| Available records |
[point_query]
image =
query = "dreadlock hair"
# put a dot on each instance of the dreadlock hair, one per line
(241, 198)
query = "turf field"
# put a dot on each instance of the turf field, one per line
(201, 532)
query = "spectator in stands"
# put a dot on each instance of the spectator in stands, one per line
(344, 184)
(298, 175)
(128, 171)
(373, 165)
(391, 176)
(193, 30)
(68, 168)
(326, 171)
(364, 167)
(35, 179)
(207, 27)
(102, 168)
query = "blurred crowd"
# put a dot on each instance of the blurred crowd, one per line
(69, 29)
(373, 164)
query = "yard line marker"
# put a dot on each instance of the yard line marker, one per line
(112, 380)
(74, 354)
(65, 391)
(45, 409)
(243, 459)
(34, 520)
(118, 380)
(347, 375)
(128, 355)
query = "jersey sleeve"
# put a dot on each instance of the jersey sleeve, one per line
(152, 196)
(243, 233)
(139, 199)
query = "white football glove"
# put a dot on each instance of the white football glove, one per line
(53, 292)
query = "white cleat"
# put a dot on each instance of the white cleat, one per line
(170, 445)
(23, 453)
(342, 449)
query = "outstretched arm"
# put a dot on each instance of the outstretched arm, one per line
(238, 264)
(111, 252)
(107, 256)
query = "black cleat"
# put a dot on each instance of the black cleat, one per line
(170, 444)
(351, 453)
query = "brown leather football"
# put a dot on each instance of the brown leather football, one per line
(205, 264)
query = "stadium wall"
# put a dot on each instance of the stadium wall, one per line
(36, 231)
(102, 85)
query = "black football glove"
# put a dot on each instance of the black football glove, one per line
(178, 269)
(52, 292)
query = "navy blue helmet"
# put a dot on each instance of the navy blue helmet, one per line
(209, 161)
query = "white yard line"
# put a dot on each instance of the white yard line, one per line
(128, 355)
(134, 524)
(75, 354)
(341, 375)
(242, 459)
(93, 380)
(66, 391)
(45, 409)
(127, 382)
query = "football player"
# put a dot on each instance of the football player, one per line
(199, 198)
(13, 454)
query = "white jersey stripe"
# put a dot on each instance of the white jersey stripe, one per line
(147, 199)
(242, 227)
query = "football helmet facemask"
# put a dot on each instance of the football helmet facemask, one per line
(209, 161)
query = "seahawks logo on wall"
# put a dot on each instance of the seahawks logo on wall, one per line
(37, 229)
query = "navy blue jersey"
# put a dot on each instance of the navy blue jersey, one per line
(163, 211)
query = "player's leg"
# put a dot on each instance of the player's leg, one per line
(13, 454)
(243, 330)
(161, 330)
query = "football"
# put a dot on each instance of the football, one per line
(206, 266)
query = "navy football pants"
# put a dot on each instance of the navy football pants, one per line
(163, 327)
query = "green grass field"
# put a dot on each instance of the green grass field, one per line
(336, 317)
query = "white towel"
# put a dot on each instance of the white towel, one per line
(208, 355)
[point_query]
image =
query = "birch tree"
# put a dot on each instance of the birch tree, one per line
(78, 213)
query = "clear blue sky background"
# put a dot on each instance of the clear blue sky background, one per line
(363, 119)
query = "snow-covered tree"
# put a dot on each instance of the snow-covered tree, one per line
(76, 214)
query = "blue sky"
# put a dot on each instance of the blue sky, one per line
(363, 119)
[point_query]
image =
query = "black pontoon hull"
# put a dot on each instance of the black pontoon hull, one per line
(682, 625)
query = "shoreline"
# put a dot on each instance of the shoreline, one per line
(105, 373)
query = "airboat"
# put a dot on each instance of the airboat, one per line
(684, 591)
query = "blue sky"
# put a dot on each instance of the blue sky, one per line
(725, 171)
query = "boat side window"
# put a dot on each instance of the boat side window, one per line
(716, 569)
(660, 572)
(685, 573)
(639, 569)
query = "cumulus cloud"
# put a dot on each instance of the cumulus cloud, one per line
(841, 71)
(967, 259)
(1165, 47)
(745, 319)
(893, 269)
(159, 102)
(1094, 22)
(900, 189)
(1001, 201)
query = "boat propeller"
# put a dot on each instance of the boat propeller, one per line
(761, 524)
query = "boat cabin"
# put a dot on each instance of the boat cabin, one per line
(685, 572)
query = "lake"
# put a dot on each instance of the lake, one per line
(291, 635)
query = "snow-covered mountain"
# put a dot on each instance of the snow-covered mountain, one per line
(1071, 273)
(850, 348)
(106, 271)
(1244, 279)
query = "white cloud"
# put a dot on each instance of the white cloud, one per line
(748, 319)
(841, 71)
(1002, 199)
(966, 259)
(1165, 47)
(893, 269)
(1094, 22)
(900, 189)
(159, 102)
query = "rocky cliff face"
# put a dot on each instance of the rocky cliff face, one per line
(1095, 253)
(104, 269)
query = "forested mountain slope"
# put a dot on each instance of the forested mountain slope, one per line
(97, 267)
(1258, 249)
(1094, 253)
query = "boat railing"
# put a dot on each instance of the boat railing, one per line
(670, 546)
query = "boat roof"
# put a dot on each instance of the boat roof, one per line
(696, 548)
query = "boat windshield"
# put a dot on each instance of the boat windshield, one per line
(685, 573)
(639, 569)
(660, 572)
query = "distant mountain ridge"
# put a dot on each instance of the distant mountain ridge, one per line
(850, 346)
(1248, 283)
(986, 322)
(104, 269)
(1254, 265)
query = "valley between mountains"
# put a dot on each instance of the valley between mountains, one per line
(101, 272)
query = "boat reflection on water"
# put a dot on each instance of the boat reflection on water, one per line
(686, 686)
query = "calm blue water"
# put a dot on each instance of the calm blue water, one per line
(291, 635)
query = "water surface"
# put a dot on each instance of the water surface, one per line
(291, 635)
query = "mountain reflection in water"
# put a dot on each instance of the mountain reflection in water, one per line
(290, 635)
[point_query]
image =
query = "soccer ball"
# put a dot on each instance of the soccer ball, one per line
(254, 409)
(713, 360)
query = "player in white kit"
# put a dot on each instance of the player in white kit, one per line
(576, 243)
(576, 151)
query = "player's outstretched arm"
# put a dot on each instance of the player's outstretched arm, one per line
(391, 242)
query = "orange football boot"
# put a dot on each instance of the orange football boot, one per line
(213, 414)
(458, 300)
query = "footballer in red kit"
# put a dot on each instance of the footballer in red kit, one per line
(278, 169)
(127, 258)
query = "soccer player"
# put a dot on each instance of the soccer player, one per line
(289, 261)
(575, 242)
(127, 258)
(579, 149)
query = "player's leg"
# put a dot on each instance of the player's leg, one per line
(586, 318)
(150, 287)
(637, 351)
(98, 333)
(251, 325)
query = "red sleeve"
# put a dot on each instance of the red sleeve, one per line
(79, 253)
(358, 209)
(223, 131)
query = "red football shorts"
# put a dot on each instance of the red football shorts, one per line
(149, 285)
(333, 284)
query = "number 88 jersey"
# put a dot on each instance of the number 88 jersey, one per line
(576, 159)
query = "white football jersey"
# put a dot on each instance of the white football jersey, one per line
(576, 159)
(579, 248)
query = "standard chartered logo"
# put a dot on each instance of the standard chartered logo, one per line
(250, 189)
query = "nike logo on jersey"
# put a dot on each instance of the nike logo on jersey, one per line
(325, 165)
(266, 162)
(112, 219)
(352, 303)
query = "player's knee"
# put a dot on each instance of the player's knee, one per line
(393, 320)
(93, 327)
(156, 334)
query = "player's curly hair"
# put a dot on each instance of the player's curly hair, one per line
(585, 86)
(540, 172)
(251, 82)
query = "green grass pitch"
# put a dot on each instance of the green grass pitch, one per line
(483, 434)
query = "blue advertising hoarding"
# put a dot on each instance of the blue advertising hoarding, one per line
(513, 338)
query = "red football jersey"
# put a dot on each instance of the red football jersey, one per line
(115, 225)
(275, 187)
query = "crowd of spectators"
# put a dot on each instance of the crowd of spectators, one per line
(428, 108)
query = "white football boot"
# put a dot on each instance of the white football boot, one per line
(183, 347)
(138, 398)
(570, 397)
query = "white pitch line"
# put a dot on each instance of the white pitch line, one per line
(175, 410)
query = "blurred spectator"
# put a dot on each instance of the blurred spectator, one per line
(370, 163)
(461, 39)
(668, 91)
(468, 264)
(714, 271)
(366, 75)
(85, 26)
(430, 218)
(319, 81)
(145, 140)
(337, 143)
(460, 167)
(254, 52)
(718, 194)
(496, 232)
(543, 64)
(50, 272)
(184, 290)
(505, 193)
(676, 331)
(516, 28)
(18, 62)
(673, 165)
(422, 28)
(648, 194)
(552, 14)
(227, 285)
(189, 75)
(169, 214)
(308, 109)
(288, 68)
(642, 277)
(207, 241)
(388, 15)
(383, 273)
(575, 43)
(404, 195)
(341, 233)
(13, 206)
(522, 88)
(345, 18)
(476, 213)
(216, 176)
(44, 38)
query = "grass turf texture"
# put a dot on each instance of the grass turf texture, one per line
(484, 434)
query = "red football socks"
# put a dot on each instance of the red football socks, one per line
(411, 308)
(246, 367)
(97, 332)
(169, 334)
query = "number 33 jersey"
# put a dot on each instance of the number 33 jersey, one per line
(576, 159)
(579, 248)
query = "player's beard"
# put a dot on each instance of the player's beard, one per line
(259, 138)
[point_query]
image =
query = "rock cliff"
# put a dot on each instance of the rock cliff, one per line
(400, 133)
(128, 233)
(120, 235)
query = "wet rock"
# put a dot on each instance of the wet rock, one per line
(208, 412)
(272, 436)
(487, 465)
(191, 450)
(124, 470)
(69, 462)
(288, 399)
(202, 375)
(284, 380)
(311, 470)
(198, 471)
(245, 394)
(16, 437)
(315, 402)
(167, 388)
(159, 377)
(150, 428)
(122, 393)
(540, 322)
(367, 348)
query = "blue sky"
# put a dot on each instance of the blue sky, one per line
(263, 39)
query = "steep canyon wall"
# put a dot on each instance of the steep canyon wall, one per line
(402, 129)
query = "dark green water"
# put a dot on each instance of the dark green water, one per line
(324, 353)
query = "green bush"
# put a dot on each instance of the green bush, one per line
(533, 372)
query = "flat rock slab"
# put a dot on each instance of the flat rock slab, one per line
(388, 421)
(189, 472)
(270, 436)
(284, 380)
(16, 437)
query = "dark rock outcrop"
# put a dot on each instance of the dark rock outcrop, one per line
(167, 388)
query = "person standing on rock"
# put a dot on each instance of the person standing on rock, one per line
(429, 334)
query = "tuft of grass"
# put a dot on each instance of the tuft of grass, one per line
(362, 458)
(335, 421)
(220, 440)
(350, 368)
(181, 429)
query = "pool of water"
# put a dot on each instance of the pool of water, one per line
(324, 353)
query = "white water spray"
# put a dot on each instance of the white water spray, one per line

| Task |
Return all lines in the data that include the word "spray".

| Result of the exercise |
query = "white water spray"
# put a dot on each instance of the white water spray, one per line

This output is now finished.